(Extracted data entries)
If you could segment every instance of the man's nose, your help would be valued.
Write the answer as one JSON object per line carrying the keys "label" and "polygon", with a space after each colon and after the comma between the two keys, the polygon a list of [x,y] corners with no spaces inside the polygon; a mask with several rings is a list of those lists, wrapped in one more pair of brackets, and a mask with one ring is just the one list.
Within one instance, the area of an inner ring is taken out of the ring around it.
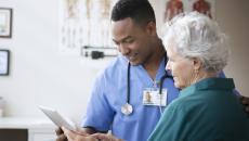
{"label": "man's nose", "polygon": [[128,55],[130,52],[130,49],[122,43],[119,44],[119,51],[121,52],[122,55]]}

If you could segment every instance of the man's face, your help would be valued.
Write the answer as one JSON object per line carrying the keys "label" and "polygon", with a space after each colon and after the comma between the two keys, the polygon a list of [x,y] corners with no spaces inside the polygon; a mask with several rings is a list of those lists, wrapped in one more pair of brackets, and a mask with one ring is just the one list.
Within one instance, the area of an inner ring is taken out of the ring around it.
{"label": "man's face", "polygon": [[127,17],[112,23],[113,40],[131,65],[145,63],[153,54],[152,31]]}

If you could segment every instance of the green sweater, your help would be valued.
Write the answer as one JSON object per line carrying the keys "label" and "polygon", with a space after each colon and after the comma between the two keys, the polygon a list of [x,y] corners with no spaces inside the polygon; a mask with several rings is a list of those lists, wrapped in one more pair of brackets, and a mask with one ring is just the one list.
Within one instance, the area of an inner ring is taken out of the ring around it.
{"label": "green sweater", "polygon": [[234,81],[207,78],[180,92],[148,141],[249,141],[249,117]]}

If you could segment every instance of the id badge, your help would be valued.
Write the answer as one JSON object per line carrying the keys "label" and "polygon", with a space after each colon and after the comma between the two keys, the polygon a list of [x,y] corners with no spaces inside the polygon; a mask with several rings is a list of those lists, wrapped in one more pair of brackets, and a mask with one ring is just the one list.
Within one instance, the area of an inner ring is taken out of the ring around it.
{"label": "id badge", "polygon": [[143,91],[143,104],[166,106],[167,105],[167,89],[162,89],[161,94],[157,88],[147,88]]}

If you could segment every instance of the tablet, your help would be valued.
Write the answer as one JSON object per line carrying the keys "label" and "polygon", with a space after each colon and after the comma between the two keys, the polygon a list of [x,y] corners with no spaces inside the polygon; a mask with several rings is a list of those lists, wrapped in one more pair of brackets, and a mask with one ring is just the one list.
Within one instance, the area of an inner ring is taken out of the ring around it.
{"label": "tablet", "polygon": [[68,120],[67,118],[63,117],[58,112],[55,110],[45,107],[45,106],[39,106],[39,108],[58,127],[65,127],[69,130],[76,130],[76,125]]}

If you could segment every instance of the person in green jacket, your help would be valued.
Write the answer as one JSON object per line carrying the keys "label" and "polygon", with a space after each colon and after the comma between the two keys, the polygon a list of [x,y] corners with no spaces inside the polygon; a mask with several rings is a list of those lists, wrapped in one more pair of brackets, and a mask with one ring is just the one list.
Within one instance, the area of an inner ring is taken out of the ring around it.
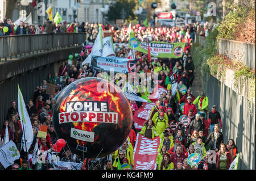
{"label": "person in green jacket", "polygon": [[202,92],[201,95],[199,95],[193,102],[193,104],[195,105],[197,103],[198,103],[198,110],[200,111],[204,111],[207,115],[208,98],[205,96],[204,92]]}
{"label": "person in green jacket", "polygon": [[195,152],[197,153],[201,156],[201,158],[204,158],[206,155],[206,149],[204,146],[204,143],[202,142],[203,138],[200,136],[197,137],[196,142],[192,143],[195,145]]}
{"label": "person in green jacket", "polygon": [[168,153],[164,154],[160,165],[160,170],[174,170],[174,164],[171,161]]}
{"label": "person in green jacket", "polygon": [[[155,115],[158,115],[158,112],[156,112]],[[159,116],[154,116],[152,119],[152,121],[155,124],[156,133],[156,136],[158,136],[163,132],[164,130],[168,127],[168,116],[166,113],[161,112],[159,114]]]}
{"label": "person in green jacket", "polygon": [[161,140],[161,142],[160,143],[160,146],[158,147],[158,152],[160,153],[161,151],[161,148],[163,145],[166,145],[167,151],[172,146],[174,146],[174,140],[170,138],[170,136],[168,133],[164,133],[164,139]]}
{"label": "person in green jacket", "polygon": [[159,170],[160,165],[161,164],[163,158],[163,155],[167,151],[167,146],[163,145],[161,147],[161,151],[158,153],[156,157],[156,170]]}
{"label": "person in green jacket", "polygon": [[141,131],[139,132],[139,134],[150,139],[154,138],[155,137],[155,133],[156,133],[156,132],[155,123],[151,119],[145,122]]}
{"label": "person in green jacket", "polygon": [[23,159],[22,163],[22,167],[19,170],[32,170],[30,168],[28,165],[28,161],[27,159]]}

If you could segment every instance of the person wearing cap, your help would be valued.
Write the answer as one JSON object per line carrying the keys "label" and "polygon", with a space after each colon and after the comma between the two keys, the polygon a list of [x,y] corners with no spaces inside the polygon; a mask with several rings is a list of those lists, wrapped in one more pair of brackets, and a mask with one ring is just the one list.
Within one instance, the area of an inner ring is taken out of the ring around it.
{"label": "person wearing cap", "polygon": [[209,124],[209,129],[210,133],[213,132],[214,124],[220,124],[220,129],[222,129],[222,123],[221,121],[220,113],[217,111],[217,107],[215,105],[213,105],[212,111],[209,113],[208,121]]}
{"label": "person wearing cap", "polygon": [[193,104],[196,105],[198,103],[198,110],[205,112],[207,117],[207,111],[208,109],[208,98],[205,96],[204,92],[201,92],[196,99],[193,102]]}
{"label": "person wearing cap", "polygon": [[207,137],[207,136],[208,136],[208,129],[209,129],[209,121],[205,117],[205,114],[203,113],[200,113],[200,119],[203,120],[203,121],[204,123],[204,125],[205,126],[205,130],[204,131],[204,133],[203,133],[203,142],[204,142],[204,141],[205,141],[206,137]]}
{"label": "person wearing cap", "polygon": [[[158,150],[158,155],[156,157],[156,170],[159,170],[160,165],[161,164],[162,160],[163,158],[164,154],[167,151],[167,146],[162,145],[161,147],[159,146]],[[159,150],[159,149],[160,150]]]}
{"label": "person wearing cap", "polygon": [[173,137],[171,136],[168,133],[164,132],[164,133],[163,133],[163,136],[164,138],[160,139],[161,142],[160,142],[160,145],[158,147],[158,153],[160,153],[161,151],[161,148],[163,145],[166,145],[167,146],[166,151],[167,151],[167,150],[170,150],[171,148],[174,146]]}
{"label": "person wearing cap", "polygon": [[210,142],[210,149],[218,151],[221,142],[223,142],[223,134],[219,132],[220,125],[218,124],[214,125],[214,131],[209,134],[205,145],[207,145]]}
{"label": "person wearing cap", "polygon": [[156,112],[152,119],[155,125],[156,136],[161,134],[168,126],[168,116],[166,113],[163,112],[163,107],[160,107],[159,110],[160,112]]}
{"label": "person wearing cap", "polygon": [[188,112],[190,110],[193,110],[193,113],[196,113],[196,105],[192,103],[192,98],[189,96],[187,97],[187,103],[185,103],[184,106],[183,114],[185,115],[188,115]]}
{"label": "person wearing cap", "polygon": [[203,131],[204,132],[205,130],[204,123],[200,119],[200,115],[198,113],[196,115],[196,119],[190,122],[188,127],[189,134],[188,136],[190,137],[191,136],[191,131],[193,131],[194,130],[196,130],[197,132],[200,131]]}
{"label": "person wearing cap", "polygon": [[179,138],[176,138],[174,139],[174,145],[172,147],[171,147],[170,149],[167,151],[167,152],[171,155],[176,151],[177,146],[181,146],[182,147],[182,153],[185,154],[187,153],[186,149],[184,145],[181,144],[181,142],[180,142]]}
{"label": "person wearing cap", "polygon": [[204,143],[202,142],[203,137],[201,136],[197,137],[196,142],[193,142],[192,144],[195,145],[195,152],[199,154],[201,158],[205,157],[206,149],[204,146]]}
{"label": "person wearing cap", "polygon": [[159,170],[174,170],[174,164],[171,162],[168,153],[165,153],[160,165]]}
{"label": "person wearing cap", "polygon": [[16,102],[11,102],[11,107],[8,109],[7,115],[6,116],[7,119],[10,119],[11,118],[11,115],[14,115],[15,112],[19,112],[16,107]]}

## Task statement
In how many lines of the items does the string "face" appear, with case counting? Reply with the number alone.

## Solution for this task
2